_Given problem_. Repeat the records from the line with "Provide the outline of every instance of the **dark" up to and including the line with "127 71 L 82", swapping "dark brown shaggy fur" for "thick brown coat" and leaving everything else unchanged.

_Supplied material_.
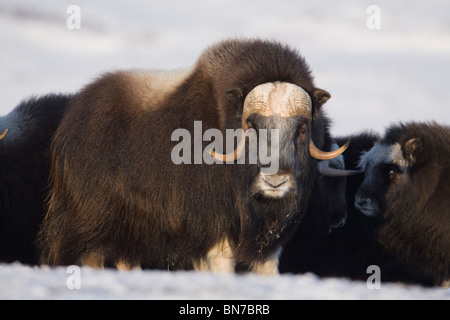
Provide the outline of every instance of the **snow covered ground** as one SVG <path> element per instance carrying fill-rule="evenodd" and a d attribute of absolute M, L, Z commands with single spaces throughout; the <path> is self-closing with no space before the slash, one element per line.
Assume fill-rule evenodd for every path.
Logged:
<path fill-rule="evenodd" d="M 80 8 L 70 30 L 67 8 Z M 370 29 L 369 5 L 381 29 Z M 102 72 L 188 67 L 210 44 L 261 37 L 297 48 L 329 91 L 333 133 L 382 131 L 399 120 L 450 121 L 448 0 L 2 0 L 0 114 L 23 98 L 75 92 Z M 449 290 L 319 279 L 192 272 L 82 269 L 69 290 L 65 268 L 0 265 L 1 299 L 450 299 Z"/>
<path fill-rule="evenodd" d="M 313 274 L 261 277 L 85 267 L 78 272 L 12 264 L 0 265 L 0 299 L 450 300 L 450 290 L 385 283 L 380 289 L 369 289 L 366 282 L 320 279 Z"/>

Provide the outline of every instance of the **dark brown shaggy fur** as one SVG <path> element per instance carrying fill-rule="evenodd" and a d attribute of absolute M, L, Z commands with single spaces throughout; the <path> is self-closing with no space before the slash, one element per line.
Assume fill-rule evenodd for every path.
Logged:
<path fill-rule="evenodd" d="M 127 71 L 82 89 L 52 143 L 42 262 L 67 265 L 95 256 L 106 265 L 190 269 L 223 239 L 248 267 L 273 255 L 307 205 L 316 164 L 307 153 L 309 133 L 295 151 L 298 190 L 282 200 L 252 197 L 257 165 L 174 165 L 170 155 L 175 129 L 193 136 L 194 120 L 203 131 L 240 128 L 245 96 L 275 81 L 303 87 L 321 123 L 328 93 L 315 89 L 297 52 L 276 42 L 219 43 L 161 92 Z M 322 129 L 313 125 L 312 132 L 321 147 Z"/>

==

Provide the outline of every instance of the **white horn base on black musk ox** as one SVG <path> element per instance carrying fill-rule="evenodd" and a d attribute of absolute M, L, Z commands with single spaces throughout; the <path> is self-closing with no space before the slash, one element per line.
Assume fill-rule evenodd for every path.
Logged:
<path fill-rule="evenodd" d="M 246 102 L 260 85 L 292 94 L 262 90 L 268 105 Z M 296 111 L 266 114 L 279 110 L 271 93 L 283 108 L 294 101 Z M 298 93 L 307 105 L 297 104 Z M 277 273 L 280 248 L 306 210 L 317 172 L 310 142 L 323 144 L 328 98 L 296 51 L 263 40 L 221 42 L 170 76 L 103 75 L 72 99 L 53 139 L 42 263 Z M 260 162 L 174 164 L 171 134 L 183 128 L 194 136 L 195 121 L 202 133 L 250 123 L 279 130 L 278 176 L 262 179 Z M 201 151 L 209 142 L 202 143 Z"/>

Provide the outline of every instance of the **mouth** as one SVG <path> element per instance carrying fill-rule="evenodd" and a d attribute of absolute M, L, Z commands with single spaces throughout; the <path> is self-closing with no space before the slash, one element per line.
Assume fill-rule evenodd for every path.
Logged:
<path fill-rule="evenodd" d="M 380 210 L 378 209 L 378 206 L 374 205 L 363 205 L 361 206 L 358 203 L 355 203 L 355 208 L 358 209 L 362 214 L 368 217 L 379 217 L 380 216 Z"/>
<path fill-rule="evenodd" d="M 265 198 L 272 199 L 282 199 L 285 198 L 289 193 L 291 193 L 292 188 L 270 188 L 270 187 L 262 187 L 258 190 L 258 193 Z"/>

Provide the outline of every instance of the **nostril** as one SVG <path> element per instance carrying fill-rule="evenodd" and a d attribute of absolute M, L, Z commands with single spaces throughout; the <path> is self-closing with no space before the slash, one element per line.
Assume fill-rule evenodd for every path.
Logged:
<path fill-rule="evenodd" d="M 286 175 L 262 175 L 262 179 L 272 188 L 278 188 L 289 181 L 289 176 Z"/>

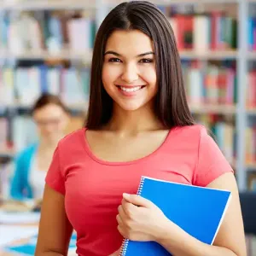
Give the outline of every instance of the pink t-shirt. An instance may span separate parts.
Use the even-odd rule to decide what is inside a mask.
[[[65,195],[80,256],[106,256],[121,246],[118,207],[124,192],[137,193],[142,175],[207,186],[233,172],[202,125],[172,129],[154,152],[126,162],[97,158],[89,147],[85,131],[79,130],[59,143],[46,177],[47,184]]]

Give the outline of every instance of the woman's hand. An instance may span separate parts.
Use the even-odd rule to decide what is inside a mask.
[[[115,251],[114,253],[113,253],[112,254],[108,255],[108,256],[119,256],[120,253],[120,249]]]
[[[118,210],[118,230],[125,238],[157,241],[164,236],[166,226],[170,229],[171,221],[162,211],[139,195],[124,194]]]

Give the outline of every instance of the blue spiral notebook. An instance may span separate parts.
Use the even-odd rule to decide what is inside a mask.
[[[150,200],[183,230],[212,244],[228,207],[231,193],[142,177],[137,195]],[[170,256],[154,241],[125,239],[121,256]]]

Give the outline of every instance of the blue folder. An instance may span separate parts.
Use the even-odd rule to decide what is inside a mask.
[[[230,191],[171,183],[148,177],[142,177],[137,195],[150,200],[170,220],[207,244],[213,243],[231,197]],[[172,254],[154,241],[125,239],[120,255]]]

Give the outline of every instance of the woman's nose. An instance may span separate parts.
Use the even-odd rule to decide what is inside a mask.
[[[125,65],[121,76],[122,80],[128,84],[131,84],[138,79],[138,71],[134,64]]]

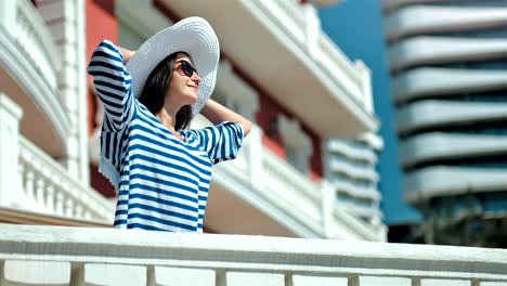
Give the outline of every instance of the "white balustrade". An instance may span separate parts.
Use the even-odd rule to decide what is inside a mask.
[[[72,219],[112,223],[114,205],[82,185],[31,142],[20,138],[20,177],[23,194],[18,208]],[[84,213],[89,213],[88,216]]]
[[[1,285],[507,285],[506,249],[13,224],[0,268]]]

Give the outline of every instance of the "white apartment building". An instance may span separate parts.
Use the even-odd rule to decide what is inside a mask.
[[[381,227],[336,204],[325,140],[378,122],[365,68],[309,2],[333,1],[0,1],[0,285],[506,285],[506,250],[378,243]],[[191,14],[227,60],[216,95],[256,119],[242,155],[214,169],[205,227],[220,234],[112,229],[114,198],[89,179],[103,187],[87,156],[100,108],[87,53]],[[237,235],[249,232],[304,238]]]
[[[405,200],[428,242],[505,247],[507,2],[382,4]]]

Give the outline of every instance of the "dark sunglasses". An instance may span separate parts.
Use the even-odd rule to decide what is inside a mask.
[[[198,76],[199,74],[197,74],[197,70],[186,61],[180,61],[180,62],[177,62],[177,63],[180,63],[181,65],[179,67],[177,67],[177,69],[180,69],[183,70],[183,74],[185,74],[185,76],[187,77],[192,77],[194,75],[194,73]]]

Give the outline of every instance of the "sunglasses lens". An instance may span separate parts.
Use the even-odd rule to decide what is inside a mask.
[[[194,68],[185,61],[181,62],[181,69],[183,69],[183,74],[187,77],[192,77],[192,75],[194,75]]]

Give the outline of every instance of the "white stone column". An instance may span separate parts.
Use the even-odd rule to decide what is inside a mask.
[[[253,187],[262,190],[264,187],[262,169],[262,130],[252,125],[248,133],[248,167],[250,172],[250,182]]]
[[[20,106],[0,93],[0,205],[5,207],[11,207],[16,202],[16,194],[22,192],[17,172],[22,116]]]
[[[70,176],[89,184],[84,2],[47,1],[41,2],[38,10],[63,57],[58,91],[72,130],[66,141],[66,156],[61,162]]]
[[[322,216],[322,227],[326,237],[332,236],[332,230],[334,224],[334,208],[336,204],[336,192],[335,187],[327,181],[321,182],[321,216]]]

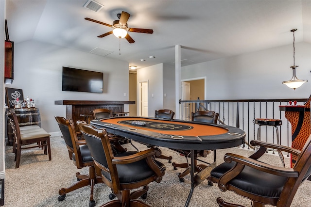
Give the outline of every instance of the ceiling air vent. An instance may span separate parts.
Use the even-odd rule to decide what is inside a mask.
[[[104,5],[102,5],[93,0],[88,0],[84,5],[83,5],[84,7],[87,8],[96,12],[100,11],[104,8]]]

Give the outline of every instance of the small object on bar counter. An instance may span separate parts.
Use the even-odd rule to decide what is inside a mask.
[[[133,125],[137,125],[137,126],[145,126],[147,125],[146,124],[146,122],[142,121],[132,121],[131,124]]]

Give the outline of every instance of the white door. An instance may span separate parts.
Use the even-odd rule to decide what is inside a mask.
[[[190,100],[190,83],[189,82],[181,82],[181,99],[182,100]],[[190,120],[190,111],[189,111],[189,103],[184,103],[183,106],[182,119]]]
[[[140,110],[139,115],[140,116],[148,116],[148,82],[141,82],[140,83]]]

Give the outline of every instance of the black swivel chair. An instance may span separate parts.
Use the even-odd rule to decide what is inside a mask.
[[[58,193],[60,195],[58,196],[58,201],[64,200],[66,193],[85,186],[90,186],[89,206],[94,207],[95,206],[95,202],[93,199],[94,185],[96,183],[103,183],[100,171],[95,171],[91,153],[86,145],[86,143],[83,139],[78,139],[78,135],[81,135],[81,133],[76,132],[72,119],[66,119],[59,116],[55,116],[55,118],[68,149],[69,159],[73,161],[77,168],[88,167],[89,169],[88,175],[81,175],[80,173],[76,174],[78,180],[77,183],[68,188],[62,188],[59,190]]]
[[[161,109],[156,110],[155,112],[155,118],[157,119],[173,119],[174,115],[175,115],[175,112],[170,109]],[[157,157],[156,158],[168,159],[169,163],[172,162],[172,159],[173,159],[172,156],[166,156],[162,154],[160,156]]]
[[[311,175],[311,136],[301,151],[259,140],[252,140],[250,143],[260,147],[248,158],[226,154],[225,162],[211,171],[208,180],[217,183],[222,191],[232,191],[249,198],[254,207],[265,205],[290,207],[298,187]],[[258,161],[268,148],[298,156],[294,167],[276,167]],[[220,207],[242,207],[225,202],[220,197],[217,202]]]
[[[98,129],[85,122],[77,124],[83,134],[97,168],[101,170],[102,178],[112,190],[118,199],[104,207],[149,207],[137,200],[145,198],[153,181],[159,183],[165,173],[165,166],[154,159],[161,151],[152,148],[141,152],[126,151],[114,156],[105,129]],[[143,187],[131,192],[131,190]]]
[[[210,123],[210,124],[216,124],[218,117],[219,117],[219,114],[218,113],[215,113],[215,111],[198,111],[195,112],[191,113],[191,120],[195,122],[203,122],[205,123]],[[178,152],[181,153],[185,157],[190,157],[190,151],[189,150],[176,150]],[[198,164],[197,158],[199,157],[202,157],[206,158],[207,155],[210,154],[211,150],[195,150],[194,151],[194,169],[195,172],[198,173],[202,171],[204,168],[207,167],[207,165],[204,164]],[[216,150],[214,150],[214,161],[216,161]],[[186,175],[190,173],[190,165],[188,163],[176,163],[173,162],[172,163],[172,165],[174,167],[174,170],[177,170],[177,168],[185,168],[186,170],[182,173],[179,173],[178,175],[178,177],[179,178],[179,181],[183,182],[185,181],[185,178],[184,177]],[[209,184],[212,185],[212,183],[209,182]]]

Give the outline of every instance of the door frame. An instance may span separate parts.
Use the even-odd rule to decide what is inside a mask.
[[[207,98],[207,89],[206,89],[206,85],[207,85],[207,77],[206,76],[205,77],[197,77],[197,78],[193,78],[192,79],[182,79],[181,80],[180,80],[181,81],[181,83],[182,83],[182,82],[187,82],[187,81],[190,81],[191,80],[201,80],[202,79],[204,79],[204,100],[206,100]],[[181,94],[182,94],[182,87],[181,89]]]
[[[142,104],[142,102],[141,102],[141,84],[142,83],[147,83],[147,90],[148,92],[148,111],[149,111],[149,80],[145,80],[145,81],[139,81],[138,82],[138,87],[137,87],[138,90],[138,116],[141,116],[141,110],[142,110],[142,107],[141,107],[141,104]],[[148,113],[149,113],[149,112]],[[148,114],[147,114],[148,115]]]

--

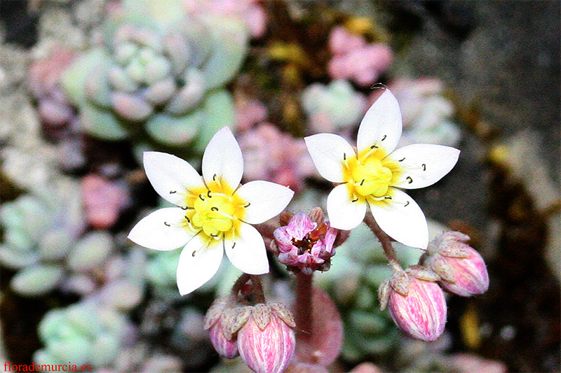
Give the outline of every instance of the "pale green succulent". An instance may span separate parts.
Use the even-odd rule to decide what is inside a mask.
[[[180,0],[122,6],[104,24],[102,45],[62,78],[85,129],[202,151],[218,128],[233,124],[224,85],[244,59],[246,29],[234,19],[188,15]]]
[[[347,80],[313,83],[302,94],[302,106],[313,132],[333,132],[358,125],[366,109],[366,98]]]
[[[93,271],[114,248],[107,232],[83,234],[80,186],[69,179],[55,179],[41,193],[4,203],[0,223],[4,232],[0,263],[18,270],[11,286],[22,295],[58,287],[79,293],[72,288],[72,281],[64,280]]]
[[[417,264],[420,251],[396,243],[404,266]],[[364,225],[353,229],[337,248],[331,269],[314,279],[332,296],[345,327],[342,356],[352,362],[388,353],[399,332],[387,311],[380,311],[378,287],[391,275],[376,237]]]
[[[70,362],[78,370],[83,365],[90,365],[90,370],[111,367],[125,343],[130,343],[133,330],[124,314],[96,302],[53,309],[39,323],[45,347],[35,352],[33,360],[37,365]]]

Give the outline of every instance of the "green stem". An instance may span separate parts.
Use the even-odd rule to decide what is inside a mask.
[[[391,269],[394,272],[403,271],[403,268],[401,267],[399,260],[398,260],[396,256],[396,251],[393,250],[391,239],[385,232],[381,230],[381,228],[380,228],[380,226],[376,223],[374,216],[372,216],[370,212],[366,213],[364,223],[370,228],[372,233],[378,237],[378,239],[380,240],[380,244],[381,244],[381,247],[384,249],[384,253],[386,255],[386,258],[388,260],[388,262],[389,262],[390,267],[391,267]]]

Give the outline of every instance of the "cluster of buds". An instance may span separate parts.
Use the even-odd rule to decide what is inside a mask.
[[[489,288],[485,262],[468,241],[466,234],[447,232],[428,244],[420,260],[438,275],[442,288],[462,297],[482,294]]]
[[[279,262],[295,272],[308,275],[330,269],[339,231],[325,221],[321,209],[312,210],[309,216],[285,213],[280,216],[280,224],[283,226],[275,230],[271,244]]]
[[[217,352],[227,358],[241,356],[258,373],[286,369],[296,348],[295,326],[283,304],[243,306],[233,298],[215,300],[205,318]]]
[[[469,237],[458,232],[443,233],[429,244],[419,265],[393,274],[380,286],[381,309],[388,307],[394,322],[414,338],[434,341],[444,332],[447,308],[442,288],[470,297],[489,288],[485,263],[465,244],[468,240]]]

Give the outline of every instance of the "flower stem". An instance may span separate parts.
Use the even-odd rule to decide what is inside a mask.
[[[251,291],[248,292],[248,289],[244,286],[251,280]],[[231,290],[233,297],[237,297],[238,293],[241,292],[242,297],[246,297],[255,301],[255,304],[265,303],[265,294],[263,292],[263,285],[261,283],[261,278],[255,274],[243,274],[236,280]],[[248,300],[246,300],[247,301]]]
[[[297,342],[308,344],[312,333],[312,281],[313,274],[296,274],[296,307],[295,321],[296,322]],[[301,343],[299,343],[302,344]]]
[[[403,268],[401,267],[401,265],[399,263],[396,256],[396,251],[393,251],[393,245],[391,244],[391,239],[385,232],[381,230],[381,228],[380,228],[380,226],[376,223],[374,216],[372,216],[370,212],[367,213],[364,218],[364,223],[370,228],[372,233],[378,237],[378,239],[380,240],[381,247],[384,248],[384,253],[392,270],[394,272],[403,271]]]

_Task solution_.
Provide the outline of every instance of the **thick brown coat** as one SVG <path> element per instance carrying fill-rule="evenodd" and a d attribute of absolute M, L, Z commands with single spaces throughout; the <path> is self-closing with no space before the slash, one element per line.
Assume fill-rule evenodd for every path.
Logged:
<path fill-rule="evenodd" d="M 127 71 L 82 89 L 52 143 L 42 262 L 67 265 L 95 256 L 106 265 L 190 269 L 223 239 L 248 267 L 273 255 L 307 205 L 316 164 L 307 153 L 309 133 L 295 151 L 298 190 L 282 200 L 252 197 L 257 165 L 174 165 L 170 155 L 175 129 L 193 136 L 194 120 L 203 131 L 240 128 L 245 96 L 275 81 L 303 87 L 321 123 L 328 93 L 315 89 L 297 52 L 276 42 L 219 43 L 161 92 Z M 322 129 L 313 125 L 312 132 L 321 147 Z"/>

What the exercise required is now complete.